> _Text under study_
_____
Posted on 09/24/2021 4:27:02 AM PDT by BenLurkin
The footprints at White Sands were dated by examining the seeds of an aquatic plant that once thrived along the shores of the dried-up lake, Ruppia cirrhosa, commonly known as ditchgrass. According to research published Thursday in the journal Science and co-authored by Bustos, the ancient ditchgrass seeds were found in layers of hard earth both above and below the many human footprints at the site, and they were radiocarbon-dated to determine their age.
The tracks at one location have been revealed as both the earliest known footprints and the oldest firm evidence of humans anywhere in the Americas, showing that people lived there 21,000 to 23,000 years ago — several thousand years earlier than scientists once believed.
Fossilized human footprints have now been found throughout the east of the national park, where the bed of a “paleo-lake,” which is now dry, supplies the gypsum-rich earth that is eroded by the wind to create the enormous white dunes for which the region is famous.
The term “Last Glacial Maximum” is how scientists refer to the height of the last ice age, about 20,000 to 26,000 years ago.
_____
> _Entries shown_

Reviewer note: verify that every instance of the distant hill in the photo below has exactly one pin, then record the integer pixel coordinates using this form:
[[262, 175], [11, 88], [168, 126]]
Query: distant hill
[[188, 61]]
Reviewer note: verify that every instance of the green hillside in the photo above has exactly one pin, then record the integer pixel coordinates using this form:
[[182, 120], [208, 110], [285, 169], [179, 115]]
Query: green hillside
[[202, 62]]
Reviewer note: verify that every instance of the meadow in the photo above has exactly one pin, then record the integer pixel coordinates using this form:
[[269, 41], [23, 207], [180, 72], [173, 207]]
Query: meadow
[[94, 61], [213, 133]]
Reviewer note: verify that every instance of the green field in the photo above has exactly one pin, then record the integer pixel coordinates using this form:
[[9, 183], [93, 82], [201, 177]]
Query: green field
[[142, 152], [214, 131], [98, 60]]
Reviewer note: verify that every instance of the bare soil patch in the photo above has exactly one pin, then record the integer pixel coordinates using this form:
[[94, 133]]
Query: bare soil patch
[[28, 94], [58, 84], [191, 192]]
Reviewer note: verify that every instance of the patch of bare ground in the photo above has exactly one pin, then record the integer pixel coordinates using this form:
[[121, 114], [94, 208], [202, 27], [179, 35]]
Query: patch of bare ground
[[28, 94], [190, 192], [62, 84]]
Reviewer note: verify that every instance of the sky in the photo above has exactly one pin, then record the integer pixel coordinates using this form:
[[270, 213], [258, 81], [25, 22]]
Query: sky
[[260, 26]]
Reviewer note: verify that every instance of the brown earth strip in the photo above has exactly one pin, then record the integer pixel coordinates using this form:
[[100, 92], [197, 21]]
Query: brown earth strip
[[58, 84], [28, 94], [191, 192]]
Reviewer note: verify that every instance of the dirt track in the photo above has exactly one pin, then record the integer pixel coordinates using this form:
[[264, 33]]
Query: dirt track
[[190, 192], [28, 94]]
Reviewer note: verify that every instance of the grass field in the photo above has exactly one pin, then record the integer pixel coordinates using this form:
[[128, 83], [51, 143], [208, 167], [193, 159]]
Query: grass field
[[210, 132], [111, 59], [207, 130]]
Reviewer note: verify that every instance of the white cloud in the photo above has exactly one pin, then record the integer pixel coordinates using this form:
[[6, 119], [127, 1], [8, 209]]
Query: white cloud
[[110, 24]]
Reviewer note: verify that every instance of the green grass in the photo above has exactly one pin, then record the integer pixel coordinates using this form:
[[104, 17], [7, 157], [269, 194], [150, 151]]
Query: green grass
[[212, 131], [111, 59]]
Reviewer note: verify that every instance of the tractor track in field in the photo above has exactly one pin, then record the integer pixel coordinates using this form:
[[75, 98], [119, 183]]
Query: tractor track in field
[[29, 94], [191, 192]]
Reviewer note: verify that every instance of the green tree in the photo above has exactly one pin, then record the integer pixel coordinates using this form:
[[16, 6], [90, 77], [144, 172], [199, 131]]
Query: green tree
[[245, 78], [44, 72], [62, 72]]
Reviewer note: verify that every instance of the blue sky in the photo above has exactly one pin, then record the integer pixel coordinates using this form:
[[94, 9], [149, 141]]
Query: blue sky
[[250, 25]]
_____
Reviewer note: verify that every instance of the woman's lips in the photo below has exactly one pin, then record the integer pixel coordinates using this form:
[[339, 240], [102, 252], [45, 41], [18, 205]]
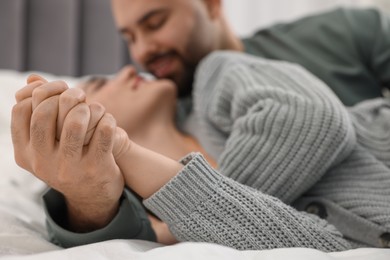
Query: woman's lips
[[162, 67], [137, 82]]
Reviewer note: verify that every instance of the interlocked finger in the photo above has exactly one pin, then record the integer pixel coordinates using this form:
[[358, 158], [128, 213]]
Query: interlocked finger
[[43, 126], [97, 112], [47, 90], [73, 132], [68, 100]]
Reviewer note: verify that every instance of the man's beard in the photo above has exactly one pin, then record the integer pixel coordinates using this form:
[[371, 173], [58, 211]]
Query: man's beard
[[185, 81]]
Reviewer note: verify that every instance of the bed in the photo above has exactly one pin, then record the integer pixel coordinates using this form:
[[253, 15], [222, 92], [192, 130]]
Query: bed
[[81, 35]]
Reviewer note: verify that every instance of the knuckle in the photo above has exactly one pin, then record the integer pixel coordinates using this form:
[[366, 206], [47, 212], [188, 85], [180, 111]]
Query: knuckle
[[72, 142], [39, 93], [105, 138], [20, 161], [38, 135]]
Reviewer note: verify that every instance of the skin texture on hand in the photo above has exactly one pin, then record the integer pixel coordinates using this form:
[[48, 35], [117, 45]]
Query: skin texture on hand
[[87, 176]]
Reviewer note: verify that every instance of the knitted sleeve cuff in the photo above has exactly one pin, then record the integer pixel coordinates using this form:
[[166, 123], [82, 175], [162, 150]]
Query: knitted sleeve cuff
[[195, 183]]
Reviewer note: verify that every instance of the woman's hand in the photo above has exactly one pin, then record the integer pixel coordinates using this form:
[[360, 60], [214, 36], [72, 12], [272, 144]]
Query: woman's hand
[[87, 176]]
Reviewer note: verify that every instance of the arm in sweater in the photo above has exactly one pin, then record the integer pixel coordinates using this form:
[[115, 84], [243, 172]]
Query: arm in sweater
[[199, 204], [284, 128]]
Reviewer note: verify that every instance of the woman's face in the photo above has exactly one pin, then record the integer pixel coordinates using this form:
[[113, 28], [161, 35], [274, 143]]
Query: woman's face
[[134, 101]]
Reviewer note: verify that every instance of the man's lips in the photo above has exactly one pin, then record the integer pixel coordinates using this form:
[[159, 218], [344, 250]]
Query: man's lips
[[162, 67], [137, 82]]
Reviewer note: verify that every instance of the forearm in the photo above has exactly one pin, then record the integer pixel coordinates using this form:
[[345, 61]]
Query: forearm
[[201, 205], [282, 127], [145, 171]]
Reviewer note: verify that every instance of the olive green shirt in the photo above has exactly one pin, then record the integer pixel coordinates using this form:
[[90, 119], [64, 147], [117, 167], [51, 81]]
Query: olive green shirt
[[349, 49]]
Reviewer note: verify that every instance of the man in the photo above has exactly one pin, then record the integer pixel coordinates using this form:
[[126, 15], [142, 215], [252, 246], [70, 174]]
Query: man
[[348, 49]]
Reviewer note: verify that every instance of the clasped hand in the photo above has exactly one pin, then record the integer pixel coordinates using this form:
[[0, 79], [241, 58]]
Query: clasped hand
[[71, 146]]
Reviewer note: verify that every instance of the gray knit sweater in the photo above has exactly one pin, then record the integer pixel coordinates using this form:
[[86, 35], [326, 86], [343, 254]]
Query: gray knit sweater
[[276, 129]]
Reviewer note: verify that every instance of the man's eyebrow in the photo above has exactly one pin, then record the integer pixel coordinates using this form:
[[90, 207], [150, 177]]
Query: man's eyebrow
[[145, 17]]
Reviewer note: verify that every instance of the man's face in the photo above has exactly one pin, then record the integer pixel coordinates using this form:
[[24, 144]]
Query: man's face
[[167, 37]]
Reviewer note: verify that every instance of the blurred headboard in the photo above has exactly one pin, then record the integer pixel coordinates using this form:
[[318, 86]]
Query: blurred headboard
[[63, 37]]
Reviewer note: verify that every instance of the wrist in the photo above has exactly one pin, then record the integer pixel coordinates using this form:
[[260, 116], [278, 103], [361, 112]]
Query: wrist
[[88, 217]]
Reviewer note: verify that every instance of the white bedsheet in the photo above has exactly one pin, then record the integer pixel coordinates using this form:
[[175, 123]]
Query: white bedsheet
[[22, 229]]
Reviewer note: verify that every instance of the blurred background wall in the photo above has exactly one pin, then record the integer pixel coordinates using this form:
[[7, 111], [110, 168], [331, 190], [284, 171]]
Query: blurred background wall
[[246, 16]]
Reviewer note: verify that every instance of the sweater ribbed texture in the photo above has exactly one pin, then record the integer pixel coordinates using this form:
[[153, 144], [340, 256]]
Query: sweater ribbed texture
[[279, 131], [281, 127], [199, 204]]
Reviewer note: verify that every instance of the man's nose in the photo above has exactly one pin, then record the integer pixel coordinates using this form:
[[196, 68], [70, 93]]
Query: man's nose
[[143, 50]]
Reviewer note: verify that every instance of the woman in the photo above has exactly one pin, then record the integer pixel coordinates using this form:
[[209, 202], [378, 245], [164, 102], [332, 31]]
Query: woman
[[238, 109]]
_____
> _Activity A_
Answer these from the text on the White Sands footprints, one answer per line, marked (i), (ii), (iii):
(i) What plant supplied the seeds used to date the footprints?
(ii) How long ago did people live at the site, according to the tracks?
(iii) To what period does the term "Last Glacial Maximum" refer?
> _Activity B_
Pick up the text on the White Sands footprints after its last sentence and write a few sentences that continue it.

> _Your response A_
(i) Ruppia cirrhosa, commonly known as ditchgrass
(ii) 21,000 to 23,000 years ago
(iii) The height of the last ice age, about 20,000 to 26,000 years ago

> _Your response B_
It has long been debated whether humans arrived in the Americas by a northern route from Siberia before or after the Last Glacial Maximum, when vast sheets of ice would have made migration along the Pacific Coast or through western Canada impossible.
The ancient footprints at White Sands answer that question, suggesting that they may have arrived up to 30,000 years ago, thousands of years before the height of the ice age,
(Excerpt) Read more at nbcnews.com ...
“Fossilized human footprints have now been found throughout the east of the national park”
They wanted to arrive early and get a good parking spot. Kind of like the Griswolds. Unfortunately the park was closed for maintenance, but that’s another story.
I take it these are the people that "native American" Indians exterminated when when they came here.
Gell that to Ken Ham!!
Thought you might be interested
Huh?
Try well over 100,000 years ago.
Pre ‘Native Americans’? Can’t be...
It puzzles me how you can determine that a creature has a soul by looking at a footprint...
WOW! Just yesterday they said 23,000. LOL!
https://freerepublic.com/focus/f-chat/3997572/posts
Have an awesome weekend.
Never forget — “The science is settled.”
Hmmmm. “footprints” is exactly what I searched.
No, if the joke didn’t land, I’m not going to explain it.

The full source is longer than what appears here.